### Action item
In the front-page flashback below, rewrite everything from "March 16-18, 1993" down to "in Texarkana, Texas.", changing each "TEAD" to "Tooele Army Depot".

Tooele Transcript Bulletin – News in Tooele, Utah

March 15, 2018
In 1993, Tooele Army Depot makes realignment list

The Tooele Transcript Bulletin has published Tooele County news since 1894. Here is a flashback of local front-page news from 25, 50, 75 and 100 years ago that occurred during the third week of March.

March 16-18, 1993

Formal announcements confirmed that Tooele Army Depot was on the 1993 Base Realignment and Closure list. The BRAC list affected 31 military bases throughout the nation. Recommendations were from Department of Defense Secretary Les Aspin.

“The Army concluded that the projected workload for FY 1994 was not sufficient to maintain all of the equipment depots,” said TEAD Commander Col. David M. Emling at a press conference.

The recommendation was that TEAD be realigned and reduced to a “depot activity” and placed under the command of Red River Army Depot in Texarkana, Texas.

Later in the week, a labor market economist said that Tooele County’s unemployment rate could jump from 6.5 percent to 23 percent if the Tooele Army Depot North Area closed.

“That 23 percent is only if every employee at the depot became unemployed,” said Ken Jensen, economist for Utah Job Service. “We know it wouldn’t be that high because of severance pay or workers finding other jobs.”

March 12-15, 1968

Tooele City leaders met with the presidency of the Tooele Stake of The Church of Jesus Christ of Latter-day Saints to see what arrangements could be made for the city to obtain land where the old First Ward Chapel and Stake Office building were being demolished.

The city council was approached by Claude Atkin, who said he represented several Tooele citizens, who believed the land would be a good place for a library.

The land had been appraised at $70,000.

In other news, Jack Brown of Brown’s Clothing Store accepted the position as chairman of the Tooele Cleanup Campaign. The announcement was made by Mayor Frank Bowman.

Cox said that it made him angry to continually see little towns like Goshen take beautification awards and Tooele not even try to clean up her streets.

His plan was to organize civic clubs to help in a cleanup campaign.

March 9-12, 1943

The National Tunnel and Mine Company of Tooele was producing 600 tons of ore per day, according to a company announcement. The February production was 15-percent greater than in January.

Work was underway on several levels of the mine, and a continued increase in production was expected.

Later in the week the front page revealed that 650 new housing units would be available in Tooele within 30 days.

First of the building projects to open would be a 100-unit section of trailer houses at Tooele Ordinance Depot in TOD Park. These would be available to all married employees who could obtain clearance from the administration office.

Another project would provide 400 trailers with 200 for Ordinance workers and 200 for Smelter and Tunnel employees.

March 15, 1918

An announcement was made by Provost Marshall General Enoch Crowder that 800,000 men would be called in a second draft that would begin on March 29 for service in World War I. Details of how the second draft would be applied would be made later.

Crowder said no sweeping withdrawal of large numbers of men at one time was contemplated.

Staff Writer Mark Watson compiled this report.

### Excerpted records
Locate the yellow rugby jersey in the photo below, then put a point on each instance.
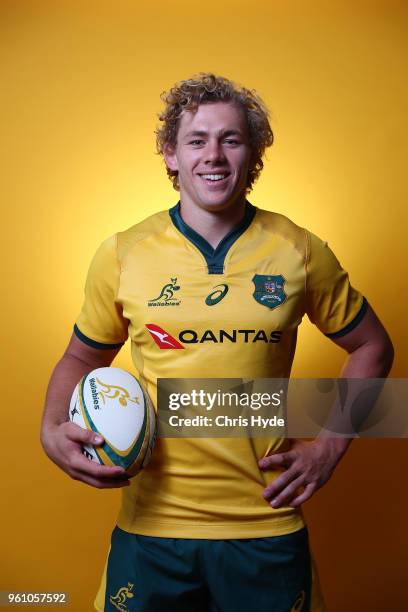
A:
(192, 311)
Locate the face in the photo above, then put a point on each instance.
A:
(212, 156)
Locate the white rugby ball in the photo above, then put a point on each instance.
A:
(112, 403)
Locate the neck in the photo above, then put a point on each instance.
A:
(212, 225)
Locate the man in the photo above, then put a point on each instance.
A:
(211, 524)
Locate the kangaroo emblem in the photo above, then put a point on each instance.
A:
(168, 291)
(116, 391)
(119, 600)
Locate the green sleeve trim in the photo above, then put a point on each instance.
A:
(94, 343)
(353, 323)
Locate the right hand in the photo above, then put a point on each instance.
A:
(63, 445)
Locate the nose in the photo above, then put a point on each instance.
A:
(214, 152)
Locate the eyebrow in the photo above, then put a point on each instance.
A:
(220, 133)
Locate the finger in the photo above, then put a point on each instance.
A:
(288, 492)
(278, 460)
(79, 434)
(79, 463)
(304, 496)
(112, 483)
(280, 483)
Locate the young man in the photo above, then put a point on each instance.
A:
(212, 524)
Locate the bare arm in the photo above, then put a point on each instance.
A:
(61, 439)
(308, 465)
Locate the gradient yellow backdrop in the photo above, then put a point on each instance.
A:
(80, 86)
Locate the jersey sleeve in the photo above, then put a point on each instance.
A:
(332, 304)
(101, 323)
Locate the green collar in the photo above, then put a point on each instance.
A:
(214, 257)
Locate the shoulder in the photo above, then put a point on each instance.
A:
(149, 227)
(277, 225)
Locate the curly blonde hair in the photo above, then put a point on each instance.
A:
(205, 88)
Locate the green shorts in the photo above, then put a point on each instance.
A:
(150, 574)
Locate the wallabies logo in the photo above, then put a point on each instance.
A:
(166, 295)
(119, 600)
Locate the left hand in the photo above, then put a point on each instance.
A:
(307, 466)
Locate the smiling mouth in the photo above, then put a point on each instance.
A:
(214, 178)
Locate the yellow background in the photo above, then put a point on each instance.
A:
(80, 86)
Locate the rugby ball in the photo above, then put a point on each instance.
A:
(112, 403)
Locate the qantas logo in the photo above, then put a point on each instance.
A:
(162, 338)
(190, 336)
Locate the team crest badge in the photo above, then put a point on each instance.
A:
(269, 290)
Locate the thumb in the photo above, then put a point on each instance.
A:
(280, 459)
(86, 436)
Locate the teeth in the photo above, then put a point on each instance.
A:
(213, 177)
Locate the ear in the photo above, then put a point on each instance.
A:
(170, 157)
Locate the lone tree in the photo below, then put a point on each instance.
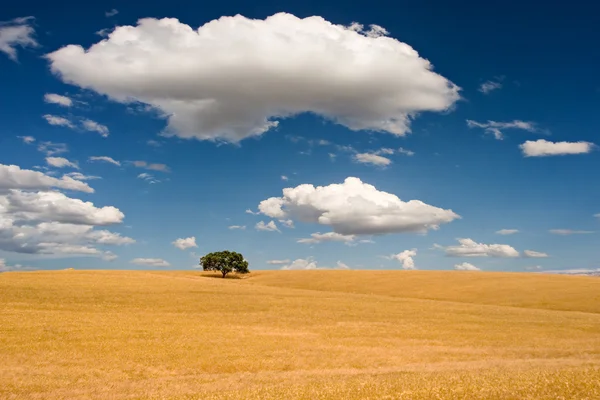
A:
(225, 262)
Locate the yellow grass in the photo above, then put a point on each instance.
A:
(298, 335)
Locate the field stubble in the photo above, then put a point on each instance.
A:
(298, 334)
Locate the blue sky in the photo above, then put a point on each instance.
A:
(498, 132)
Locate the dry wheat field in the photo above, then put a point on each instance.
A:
(299, 335)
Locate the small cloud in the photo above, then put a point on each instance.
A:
(495, 128)
(533, 268)
(489, 86)
(60, 162)
(148, 178)
(80, 177)
(93, 126)
(405, 257)
(372, 159)
(27, 139)
(545, 148)
(187, 243)
(470, 248)
(534, 254)
(54, 98)
(327, 237)
(271, 226)
(288, 223)
(154, 143)
(16, 32)
(51, 148)
(278, 262)
(104, 159)
(466, 267)
(152, 167)
(507, 231)
(568, 232)
(406, 152)
(151, 262)
(58, 121)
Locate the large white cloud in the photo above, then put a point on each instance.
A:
(233, 77)
(151, 262)
(17, 32)
(355, 208)
(55, 206)
(544, 148)
(327, 237)
(466, 267)
(495, 128)
(470, 248)
(54, 98)
(61, 162)
(13, 177)
(406, 258)
(534, 254)
(185, 243)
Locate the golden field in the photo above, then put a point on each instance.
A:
(299, 335)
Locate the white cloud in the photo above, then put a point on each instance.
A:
(55, 206)
(4, 267)
(60, 162)
(534, 268)
(406, 258)
(107, 237)
(240, 227)
(148, 178)
(151, 166)
(51, 148)
(271, 226)
(534, 254)
(105, 159)
(568, 232)
(288, 223)
(544, 148)
(327, 237)
(470, 248)
(17, 32)
(93, 126)
(13, 177)
(301, 263)
(274, 68)
(278, 262)
(507, 231)
(54, 98)
(489, 86)
(372, 158)
(495, 128)
(151, 262)
(355, 208)
(406, 152)
(153, 143)
(35, 224)
(27, 139)
(58, 121)
(466, 267)
(187, 243)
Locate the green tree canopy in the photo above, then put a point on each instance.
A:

### Task result
March 16-18, 1993

Formal announcements confirmed that Tooele Army Depot was on the 1993 Base Realignment and Closure list. The BRAC list affected 31 military bases throughout the nation. Recommendations were from Department of Defense Secretary Les Aspin.

“The Army concluded that the projected workload for FY 1994 was not sufficient to maintain all of the equipment depots,” said Tooele Army Depot Commander Col. David M. Emling at a press conference.

The recommendation was that Tooele Army Depot be realigned and reduced to a “depot activity” and placed under the command of Red River Army Depot in Texarkana, Texas.